▶ _Source excerpt_

══════════

1) The cache problems are not hard to explain: the kernels of the inner loops
must use CPU registers very well (seeing them like yet another tiny level of
cache) and the L1 CPU cache. (One way to do this is to use some form of memory
tiling, that is the algorithm designer has to find a way to process a limited
chunk of the input data, and then step to the next chunk. Often this designing
needs to be done even when there are cache-oblivious algorithms). But around
them there are one or two or more outer loops, so if the programmer wants an
efficient program then such outer loops must take into account the L2 and L3
caches too. So the outer loops too need some form of "higher level" tiling. In
practice often numerical programs need to be organized in a pyramidal way
(recently invented image processing algorithms are often designed this way).
Creating such code that has two or three levels of tiling is possible, but it
requires time and it's error-prone (this is why cache-oblivious algorithms are
more appreciated, but they often aren't enough or are not available). So here
you want some help from the programming language, to help in the partially
automatic definition of such hierarchically tiled code. Chapel language helps
in this.

2) I have read that when CPUs have more than about 16 cores (and AMD has
announced a 12 core CPU), the current structure of a single shared RAM doesn't
seem to work well any more. What's needed seems to be Core-local memory, plus
communications across cores (and no shared RAM). In this situation the code
must be quite local. The thread-local default of D is a step in the right
direction, but more abstractions can become necessary. Chapel already gives
means to write this kind of code with its Distributions:

I have found an update of the Chapel tutorial:

(In a future post I'd like to describe better the Chapel Domains, because they
seem an abstraction quite easy to understand and useful for more than just
numerical code.)

Apr 29 2010

══════════

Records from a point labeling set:

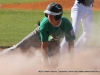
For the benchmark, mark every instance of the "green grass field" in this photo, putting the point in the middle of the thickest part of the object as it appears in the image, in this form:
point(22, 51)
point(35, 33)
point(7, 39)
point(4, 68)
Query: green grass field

══════════

▶ _Set of tasks_
(A) In the post about cache tiling and Chapel, what number of cores does it say AMD has announced for a CPU?
(B) Please reproduce the records from their start through the line containing "point(4, 68)", with both ends included, and omit the picture.

▶ _Results for each task_
(A) 12 cores

(B)
For the benchmark, mark every instance of the "green grass field" in this photo, putting the point in the middle of the thickest part of the object as it appears in the image, in this form:
point(22, 51)
point(35, 33)
point(7, 39)
point(4, 68)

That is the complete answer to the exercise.